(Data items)
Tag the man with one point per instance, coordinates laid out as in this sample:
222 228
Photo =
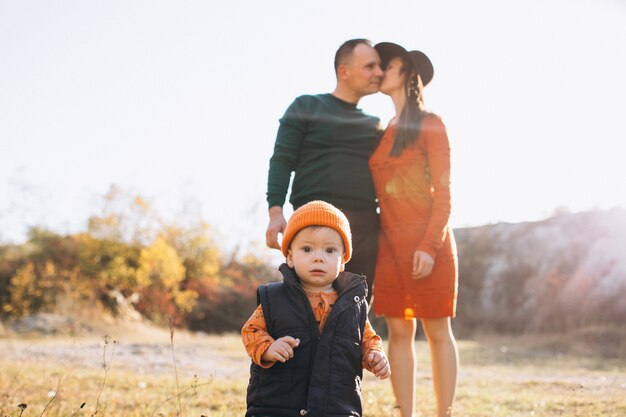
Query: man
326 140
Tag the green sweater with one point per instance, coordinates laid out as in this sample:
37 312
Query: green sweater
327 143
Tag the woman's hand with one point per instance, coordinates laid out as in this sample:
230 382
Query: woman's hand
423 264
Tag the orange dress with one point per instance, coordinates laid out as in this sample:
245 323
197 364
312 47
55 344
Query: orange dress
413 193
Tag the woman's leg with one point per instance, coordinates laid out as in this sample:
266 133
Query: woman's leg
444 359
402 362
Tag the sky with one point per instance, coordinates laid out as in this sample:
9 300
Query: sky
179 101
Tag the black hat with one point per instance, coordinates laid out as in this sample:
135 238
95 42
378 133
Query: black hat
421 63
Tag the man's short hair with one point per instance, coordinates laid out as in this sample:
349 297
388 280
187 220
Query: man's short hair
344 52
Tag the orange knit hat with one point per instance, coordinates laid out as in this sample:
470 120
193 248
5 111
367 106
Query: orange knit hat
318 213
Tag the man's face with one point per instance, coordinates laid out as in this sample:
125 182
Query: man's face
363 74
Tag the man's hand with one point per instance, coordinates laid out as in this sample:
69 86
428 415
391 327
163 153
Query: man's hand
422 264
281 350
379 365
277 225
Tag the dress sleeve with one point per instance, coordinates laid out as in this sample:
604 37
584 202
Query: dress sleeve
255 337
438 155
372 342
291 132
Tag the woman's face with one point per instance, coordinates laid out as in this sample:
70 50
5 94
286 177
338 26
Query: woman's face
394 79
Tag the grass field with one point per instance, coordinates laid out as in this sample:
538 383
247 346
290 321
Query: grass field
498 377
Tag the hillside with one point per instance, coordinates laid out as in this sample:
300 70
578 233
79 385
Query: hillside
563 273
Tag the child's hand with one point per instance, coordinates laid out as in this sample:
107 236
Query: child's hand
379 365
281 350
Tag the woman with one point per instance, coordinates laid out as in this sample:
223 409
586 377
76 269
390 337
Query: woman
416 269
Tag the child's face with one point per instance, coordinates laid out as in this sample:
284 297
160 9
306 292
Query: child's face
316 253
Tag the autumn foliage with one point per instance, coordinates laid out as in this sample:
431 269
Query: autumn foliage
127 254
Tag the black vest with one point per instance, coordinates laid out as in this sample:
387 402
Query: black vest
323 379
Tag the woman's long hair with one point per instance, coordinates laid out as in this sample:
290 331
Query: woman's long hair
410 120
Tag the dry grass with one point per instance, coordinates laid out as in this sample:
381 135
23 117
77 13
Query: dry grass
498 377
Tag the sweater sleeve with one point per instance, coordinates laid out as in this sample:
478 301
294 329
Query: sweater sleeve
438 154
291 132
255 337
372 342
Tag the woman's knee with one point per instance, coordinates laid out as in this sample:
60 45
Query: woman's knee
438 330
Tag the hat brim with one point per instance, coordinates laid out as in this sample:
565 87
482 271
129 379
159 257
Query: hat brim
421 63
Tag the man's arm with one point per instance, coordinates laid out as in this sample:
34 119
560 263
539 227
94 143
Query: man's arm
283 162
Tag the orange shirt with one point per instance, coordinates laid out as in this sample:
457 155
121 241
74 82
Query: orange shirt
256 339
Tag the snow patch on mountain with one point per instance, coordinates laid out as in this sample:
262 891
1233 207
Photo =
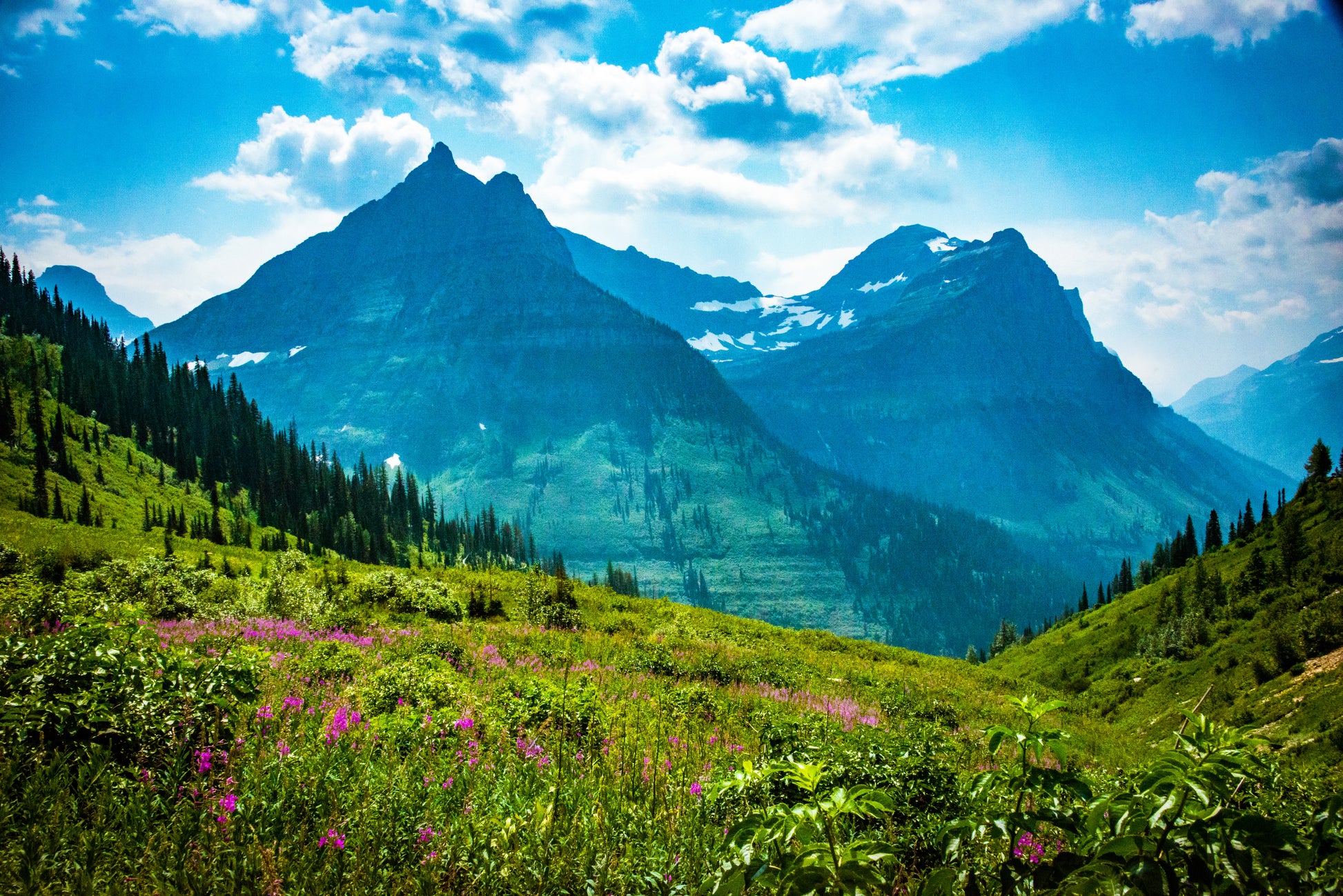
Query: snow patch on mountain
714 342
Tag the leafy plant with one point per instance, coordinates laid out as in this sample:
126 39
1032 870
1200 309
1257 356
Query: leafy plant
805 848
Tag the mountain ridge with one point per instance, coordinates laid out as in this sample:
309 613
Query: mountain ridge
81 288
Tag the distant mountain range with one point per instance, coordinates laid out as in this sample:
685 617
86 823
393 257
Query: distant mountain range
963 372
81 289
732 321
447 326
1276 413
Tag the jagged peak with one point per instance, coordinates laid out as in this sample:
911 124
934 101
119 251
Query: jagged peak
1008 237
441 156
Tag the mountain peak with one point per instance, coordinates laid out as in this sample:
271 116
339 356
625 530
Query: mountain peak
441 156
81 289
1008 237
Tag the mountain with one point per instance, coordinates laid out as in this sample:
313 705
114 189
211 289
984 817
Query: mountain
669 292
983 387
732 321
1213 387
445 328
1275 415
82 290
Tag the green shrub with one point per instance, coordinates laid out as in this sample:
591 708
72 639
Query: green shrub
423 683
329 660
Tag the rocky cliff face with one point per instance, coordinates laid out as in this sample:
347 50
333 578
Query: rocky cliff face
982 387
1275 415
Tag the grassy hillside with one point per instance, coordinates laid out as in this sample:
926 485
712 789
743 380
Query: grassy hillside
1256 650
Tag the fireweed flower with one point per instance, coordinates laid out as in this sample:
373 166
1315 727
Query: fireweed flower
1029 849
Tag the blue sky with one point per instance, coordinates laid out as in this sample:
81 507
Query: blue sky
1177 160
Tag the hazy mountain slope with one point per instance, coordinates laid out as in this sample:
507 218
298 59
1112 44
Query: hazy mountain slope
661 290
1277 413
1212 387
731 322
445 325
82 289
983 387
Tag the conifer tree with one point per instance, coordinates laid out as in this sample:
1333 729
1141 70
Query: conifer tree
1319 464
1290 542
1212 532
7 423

* PROBLEM REQUIREMENTS *
Render as a numbered list every line from the one containing "Tag the blue" through the last line of the items, both ends included, and leave out any blank lines.

* THE SOLUTION *
1. Tag the blue sky with one point per instance, coordinates laid out as in this sample:
2. 81 507
3. Query: blue sky
4. 1177 160
5. Tag the hazy mountain slope with one point per instance, coordinates laid out as in this sample:
6. 507 218
7. 298 59
8. 1112 44
9. Query: hazy mountain slope
10. 661 290
11. 1277 413
12. 1212 387
13. 731 322
14. 445 325
15. 82 289
16. 983 387
17. Tag the conifer tree with one point per instance, coordinates laid out as in this sample:
18. 1333 729
19. 1141 70
20. Query: conifer tree
21. 1319 464
22. 1290 542
23. 1212 532
24. 7 423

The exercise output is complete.